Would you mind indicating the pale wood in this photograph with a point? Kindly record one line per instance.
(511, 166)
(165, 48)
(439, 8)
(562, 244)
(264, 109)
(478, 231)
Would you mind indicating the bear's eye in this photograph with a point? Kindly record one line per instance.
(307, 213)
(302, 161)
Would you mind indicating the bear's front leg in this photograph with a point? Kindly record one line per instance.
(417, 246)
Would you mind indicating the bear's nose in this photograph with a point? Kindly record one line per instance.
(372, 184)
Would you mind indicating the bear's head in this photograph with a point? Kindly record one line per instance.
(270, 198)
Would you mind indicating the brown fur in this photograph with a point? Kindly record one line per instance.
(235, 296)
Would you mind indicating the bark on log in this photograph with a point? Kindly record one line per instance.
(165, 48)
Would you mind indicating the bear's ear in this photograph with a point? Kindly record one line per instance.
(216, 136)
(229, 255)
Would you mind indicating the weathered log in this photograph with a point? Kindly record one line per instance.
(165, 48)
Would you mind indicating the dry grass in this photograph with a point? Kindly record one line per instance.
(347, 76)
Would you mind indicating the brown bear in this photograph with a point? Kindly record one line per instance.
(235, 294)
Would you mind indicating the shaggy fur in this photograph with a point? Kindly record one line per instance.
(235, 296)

*****

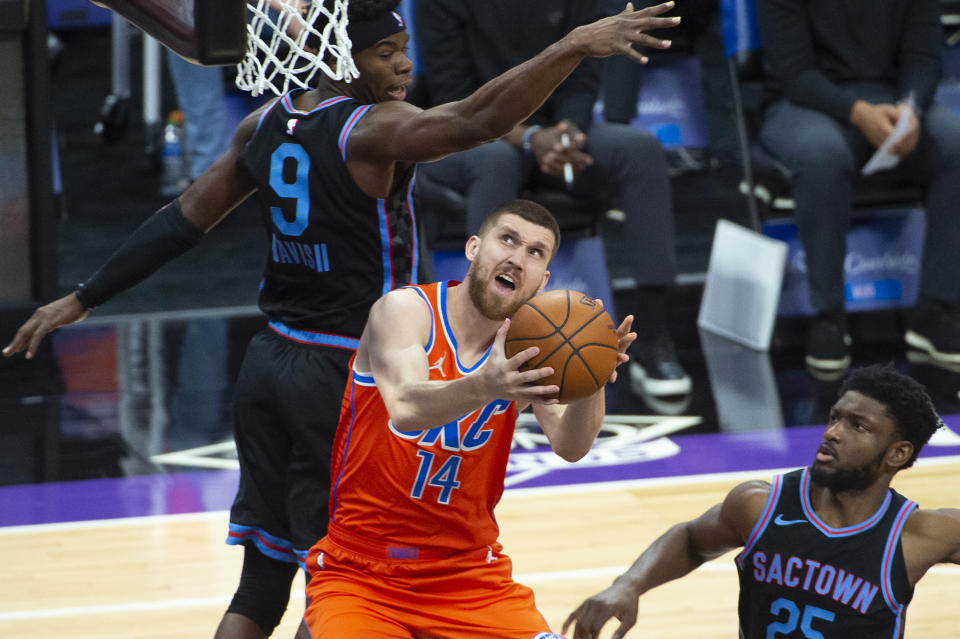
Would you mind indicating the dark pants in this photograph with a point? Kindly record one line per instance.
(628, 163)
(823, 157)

*****

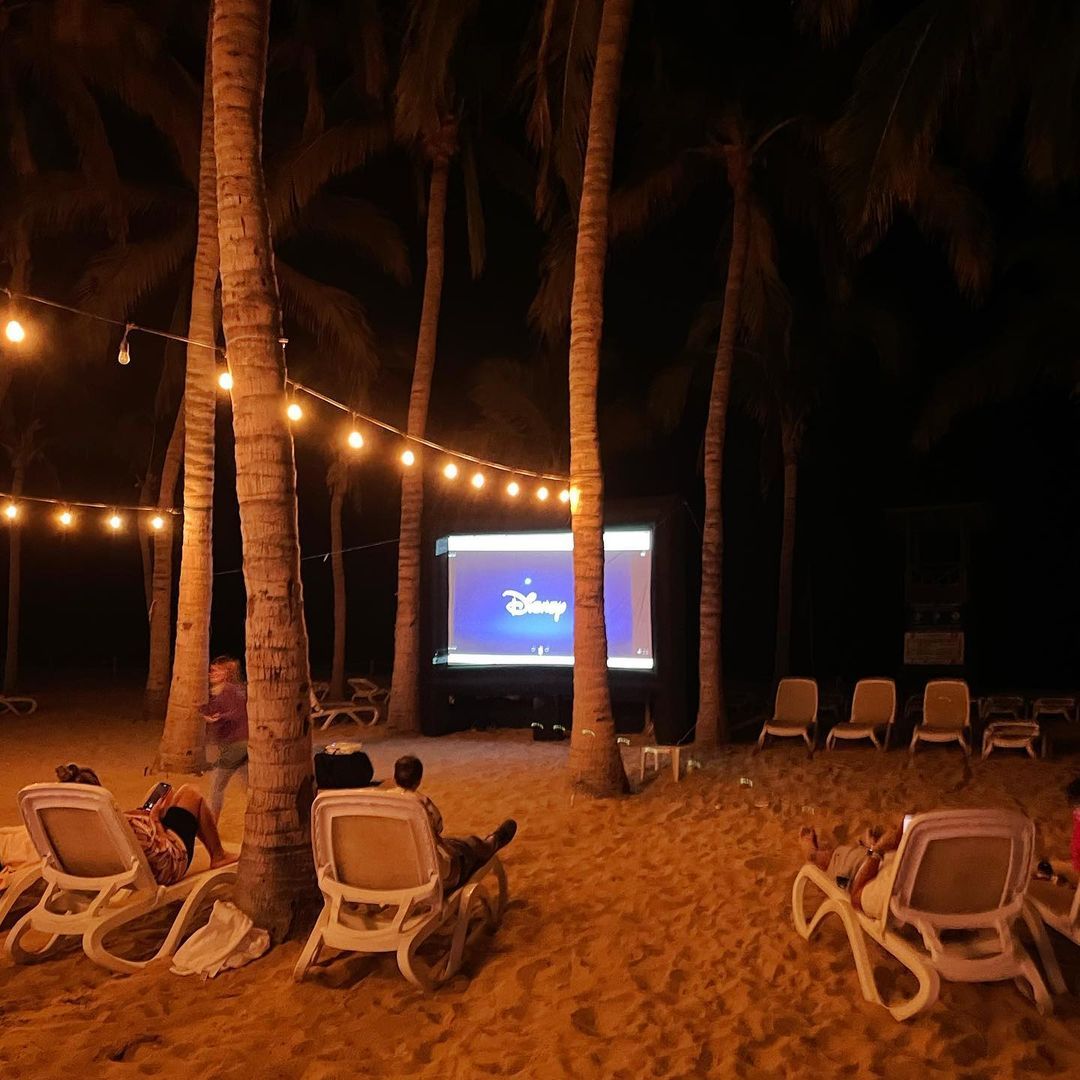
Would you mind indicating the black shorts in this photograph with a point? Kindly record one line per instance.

*****

Goal of the exercise >> How many lines of the data above contain the string "brown"? Reply with the number alone.

Exercise output >> 2